▶ [What is being asked]: Copy every line below. Do not alter any of them.

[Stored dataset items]
++++++++
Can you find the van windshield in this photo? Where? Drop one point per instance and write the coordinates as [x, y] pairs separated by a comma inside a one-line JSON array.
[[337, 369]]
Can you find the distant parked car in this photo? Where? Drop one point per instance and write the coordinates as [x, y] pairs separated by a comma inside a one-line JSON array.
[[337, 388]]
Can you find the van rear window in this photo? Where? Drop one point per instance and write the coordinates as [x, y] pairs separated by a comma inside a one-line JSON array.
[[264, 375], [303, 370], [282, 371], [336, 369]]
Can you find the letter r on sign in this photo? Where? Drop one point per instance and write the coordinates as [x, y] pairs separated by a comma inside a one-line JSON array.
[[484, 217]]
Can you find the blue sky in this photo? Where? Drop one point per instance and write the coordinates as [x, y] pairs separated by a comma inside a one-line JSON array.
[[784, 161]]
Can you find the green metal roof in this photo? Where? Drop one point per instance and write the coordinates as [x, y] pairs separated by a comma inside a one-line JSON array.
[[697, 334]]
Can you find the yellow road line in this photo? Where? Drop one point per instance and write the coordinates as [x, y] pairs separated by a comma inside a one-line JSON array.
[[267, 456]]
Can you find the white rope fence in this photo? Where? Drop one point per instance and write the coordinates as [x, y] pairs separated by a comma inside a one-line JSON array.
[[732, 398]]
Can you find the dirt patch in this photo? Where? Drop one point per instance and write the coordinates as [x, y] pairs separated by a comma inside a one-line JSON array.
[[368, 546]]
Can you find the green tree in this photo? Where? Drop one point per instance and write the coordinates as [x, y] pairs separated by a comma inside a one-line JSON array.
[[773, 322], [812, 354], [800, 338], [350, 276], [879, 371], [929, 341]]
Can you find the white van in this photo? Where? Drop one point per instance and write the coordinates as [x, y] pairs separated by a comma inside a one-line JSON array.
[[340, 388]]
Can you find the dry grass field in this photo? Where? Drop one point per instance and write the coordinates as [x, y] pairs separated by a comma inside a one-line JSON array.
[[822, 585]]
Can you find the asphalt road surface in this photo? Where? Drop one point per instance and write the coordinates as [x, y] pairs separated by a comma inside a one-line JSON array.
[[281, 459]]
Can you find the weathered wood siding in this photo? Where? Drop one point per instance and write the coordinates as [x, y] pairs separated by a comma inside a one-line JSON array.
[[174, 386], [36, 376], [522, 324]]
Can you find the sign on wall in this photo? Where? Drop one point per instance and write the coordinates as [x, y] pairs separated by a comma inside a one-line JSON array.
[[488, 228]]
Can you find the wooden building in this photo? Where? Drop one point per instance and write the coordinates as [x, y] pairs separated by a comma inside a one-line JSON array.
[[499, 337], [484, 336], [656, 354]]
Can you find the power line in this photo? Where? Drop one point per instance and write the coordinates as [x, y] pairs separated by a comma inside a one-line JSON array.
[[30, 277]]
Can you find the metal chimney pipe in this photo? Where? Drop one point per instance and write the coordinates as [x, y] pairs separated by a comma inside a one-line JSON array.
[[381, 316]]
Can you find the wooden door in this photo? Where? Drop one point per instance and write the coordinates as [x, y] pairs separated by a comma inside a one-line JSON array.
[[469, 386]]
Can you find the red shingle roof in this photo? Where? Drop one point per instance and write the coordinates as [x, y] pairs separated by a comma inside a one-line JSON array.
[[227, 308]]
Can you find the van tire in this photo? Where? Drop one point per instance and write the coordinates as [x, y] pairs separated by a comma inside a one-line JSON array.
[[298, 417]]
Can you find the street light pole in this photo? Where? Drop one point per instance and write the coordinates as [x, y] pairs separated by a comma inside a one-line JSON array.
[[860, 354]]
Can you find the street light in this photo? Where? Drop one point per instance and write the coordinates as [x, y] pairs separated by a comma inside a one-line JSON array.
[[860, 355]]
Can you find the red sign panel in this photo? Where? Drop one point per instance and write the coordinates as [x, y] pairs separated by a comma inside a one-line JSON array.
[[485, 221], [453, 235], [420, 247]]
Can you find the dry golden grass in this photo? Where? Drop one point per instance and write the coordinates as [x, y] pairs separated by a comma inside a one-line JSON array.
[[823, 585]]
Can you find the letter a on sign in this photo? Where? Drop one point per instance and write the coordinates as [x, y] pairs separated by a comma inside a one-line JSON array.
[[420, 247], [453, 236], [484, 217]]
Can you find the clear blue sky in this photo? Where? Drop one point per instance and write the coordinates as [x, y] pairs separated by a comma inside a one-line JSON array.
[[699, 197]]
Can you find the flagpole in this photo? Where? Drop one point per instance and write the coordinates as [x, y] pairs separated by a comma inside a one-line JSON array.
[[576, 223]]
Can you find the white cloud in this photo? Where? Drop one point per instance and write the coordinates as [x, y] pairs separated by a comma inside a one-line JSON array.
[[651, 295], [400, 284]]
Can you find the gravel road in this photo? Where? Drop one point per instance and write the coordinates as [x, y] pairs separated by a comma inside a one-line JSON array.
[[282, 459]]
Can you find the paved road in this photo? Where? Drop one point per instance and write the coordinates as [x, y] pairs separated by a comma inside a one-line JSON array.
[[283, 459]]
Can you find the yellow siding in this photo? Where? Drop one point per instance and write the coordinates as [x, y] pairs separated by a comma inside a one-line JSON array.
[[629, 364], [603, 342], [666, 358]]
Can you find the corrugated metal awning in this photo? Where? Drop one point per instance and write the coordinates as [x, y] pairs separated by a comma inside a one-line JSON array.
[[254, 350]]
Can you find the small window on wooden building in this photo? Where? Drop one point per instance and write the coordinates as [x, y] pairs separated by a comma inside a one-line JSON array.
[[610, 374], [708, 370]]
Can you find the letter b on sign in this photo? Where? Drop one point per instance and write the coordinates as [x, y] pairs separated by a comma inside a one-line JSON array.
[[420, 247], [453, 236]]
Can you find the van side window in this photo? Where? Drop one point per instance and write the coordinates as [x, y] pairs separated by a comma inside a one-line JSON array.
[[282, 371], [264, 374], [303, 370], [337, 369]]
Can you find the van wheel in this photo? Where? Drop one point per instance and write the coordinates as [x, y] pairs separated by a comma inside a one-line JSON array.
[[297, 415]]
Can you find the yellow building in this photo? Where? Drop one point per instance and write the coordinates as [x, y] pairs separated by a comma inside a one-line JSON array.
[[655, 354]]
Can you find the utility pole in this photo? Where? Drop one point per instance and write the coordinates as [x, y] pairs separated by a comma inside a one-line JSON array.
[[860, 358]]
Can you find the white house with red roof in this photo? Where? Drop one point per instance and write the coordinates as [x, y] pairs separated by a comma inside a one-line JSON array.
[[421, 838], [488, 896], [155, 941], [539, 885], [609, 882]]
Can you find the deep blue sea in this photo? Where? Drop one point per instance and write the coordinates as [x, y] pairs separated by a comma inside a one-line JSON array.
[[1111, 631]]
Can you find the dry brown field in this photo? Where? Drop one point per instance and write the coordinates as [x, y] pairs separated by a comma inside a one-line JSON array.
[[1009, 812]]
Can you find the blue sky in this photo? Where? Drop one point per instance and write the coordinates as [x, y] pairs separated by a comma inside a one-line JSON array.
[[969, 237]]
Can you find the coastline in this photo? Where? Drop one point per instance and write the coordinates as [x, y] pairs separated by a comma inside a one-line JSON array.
++++++++
▶ [Exercise answer]:
Can you find the van windshield in this photo? Where? Drop one point per instance and write the coordinates as [x, y] pairs separated by a comma inside a one-line JSON array.
[[337, 369]]
Can you find the distant parked car in this photo? Where? Drop one point per instance and write the coordinates as [x, y] pairs separated by a comma inside a one-line JSON array.
[[337, 388]]
Can you find the van rear window in this photo? Where? Drop one point per instance and write the coordinates as [x, y] pairs separated by a comma inside a one-line JSON array.
[[264, 375], [303, 370], [282, 371], [336, 369]]
Can you find the letter r on sign in this photo? Where? Drop one point per instance and write the coordinates as [x, y] pairs separated by a comma inside a one-line JSON array.
[[484, 217]]
Can you find the blue sky in this photo? Where? Drop one point per instance and write the coordinates as [x, y] pairs separated by a comma inside a one-line JSON array.
[[784, 161]]
Can you find the green metal roof in this photo? Where? Drop one point per instance and write the coordinates as [x, y] pairs separated by a comma inside a one-line JSON array.
[[697, 334]]
Can you find the yellow road line in this photo? Where? Drop one point per instance and write the coordinates as [x, y] pairs separated by a comma inside a one-line JSON array.
[[267, 456]]
Can you find the white rope fence in this photo? Where? Drop one point per instance and write the coordinates as [x, y] pairs separated by a comma inside a one-line JSON array.
[[732, 398]]
Can you find the dirt patch in this photo? Where? Drop one point per instance and write the coordinates as [x, y] pairs separated by a comma inside a one-line JSON array.
[[368, 546]]
Can you find the green tree in this photo? Where? Drop one point per instance and write the coordinates as [x, y] pairs separated by a comma inside a one-line JSON array.
[[773, 322], [812, 354], [800, 338], [350, 276], [879, 371], [929, 341]]
Can you find the white van in this photo? Where? Drop one point per instance and write the coordinates as [x, y] pairs separated by a comma inside a one-line JSON array.
[[340, 388]]
Can you find the dry grass field in this photo? Where? Drop one point per instance and write the coordinates as [x, y] pairs separated by a comma inside a one-line JSON array.
[[822, 585]]
Can you find the asphalt road surface in this photo? Where? Drop one point per instance and write the coordinates as [x, y] pairs separated by a comma inside a one-line JSON array.
[[281, 459]]
Can you find the weathered wood siding in this photo? Where? Drop one point per instance and write the coordinates as [x, y] pairs separated by a comma inside a one-line JSON array.
[[174, 386], [36, 376], [522, 324]]
Can you find the sign on wall in this photo? Where? Drop one point per instance and write the coordinates as [x, y] pairs separated by a comma inside a one-line JSON array.
[[488, 228]]
Can you find the wooden building in this photo? Where? Drop one point per instance and write the coordinates as [x, y] pairs separated by a comma inside a one-line JSON array.
[[499, 337], [484, 336], [656, 354]]
Can you find the power line in this photo? Where? Drop one point per instance and write the coordinates as [x, y] pairs separated by a comma inside a one-line JSON array.
[[30, 277]]
Can you find the metal chimney pipe in this photo? Where? Drop one point per instance and write the coordinates as [x, y] pairs separated by a comma inside a one-line JSON array.
[[381, 316]]
Can you find the wooden door in this photo? Where? Drop one point per instance and write the coordinates as [x, y] pairs separated by a comma inside a one-line JSON array.
[[469, 386]]
Can you find the red shingle roof in this photo? Where? Drop one point per instance and write the coordinates as [x, y] pairs separated by a comma inside a one-line JSON array.
[[227, 308]]
Can you find the van tire in this photo? Where? Drop one point per instance and write the coordinates as [x, y] pairs separated by a comma inside a one-line JSON array.
[[298, 417]]
Can you find the street light pole in this photo? Where? Drop one point per instance and write the coordinates as [x, y] pairs separated by a comma inside a one-line JSON array.
[[860, 354]]
Can you find the street light in this photo? Where? Drop one point per instance and write the coordinates as [x, y] pairs separated by a comma inside a one-line JSON array.
[[860, 355]]
Can you find the red sign panel in this photo? Where? Drop one point per instance and write the coordinates as [x, y] pairs separated by a comma inside a one-line JSON array.
[[485, 221], [453, 235], [420, 247]]
Can you find the dry golden grass in this photo? Where? Drop one point per instance and write the coordinates as [x, y] pairs separated by a comma inside a one-line JSON array.
[[823, 585]]
Can you find the letter a on sign in this photo? Where? Drop one point per instance and write the coordinates as [x, y] pairs separated by a comma inside a one-line JSON array.
[[420, 247], [453, 236], [484, 217]]
Can you find the clear blue sky in this photo? Where? Drop one point per instance and write the coordinates as [x, y] pairs separated by a comma inside a one-line JSON array.
[[699, 197]]
Can you find the flagpole in this photo? Where? Drop one point per instance and write the coordinates as [x, y] pairs separated by a comma inside a one-line JSON array.
[[576, 223]]
Can you find the white cloud in this photo? Where? Drop one point per instance and write the coordinates as [x, y] pairs separated by a comma inside a one-line JSON array.
[[651, 295], [400, 284]]
Can you find the gravel road in this photo? Where? Drop one point per instance and write the coordinates as [x, y] pairs separated by a comma inside a one-line JSON array.
[[282, 459]]
Can you find the paved road in this photo? Where? Drop one point per instance and write the coordinates as [x, y] pairs separated by a comma inside a one-line JSON array.
[[283, 459]]
Can you find the yellow siding in this photo? Where? Drop one point per instance and write the coordinates as [x, y] pairs separated by a comma inside a one-line JSON array.
[[629, 364], [603, 342], [666, 358]]
Can you find the corrugated metal awning in this photo? Where? Drop one point per instance and write the coordinates as [x, y] pairs separated by a comma inside a one-line JSON array.
[[254, 350]]
Can you find the small window on wooden building in this photo? Where? Drop one point per instance and write the coordinates as [x, y] pairs separated by a comma inside a one-line JSON array.
[[610, 374], [708, 370]]
Can you find the letter b on sign in this photo? Where? Drop one point per instance and write the coordinates as [x, y] pairs separated by a comma inside a one-line JSON array.
[[420, 247], [453, 236]]
Can you find the van side window in this photo? Where? Drop one point per instance and write the coordinates as [x, y] pairs separated by a comma inside a one-line JSON array.
[[282, 371], [264, 374], [303, 370], [337, 369]]
Can you find the van wheel in this photo? Where? Drop one point per instance and write the coordinates as [x, y] pairs separated by a comma inside a one-line JSON array.
[[297, 415]]
Can you find the yellow building in this photo? Where? Drop one point per instance and write the coordinates as [x, y] pairs separated by a comma inside a one-line JSON array.
[[655, 354]]
Can you find the utility pole in this photo? Where? Drop one point per instance and write the coordinates as [x, y] pairs separated by a comma inside a one-line JSON array.
[[860, 358]]
Can you find the white house with red roof in this photo? Where? Drop one point per instance and write the coordinates as [x, y] pairs separated by a comma inside a one-line JSON array.
[[421, 838], [488, 896], [155, 941], [539, 885], [609, 882]]
Can you find the deep blue sea in this photo? Where? Drop one point per instance and write the coordinates as [x, y] pairs separated by a comma inside a one-line JSON array.
[[1111, 631]]
Can you find the dry brown field in this photo? Where? Drop one point per instance and write the coordinates as [x, y] pairs separated by a comma inside a one-line JSON array.
[[1009, 812]]
Can you find the blue sky in this photo? Where? Drop one point per instance and write the coordinates as [x, y] pairs separated by a comma inside a one-line JSON array.
[[969, 237]]
Can you find the coastline in this photo? Where? Drop one point per instance and write the coordinates as [x, y] pairs separated by a comma inside a one-line JSON array.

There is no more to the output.